TUGAS =
• 1. Jawablah pertanyaan berikut berdasarkan bacaan.
(a) Menurut bacaan, sebagai apa orang yang menerima kewajiban dengan senang hati menganggap kewajiban itu?
(b) Siapakah Ibnu Abbas menurut bacaan?
(c) Surat dan ayat berapa yang disebut dalam bacaan?
• 2. Tuliskan ulang bagian bacaan yang diawali kata-kata "Siapakah Ulil Amri?" dan diakhiri "orang-orang yang beriman.", lalu ganti "sahabat nabi" dengan "sahabat Rasulullah".

TEKS BACAAN =

Siapakah Ulil Amri?

Orang-orang yang menerima kewajiban dalam syariat dengan motivasi, senang hati dan keikhlasan, tentu tidak akan menjadikannya sebagai beban. Mereka akan merasakan nikmatnya, karena mereka menganggapnya sebagai kebutuhan, bukan kewajiban semata.

Ibnu Abbas, seorang sahabat nabi, pernah menyimpulkan apabila ada ayat yang dimulai dengan seruan “yaa ayyuhaa alladziina aamanuu”, hampir semuanya selalu diikuti perintah atau larangan yang cukup berat bagi umatnya. Karena memang yang diberi beban (taklifi) itu hanyalah orang-orang yang beriman.

Dalam Quran Surat An-Nisaa ayat 59

Artinya : “Hai orang-orang yang beriman, ta’atilah Allah dan ta’atilah Rasul (Nya), dan ulil amri di antara kamu. …”

BAGIAN DATA =

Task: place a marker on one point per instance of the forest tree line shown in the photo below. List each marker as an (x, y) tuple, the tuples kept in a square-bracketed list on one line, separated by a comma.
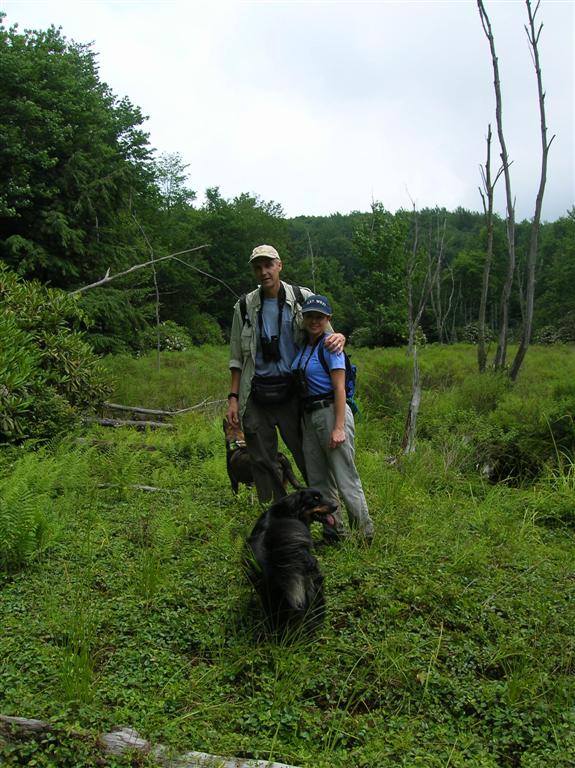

KUNCI JAWABAN =
• 1.
(a) Sebagai kebutuhan, bukan kewajiban semata.
(b) Seorang sahabat nabi.
(c) Quran Surat An-Nisaa ayat 59.

• 2.
Siapakah Ulil Amri?

Orang-orang yang menerima kewajiban dalam syariat dengan motivasi, senang hati dan keikhlasan, tentu tidak akan menjadikannya sebagai beban. Mereka akan merasakan nikmatnya, karena mereka menganggapnya sebagai kebutuhan, bukan kewajiban semata.

Ibnu Abbas, seorang sahabat Rasulullah, pernah menyimpulkan apabila ada ayat yang dimulai dengan seruan “yaa ayyuhaa alladziina aamanuu”, hampir semuanya selalu diikuti perintah atau larangan yang cukup berat bagi umatnya. Karena memang yang diberi beban (taklifi) itu hanyalah orang-orang yang beriman.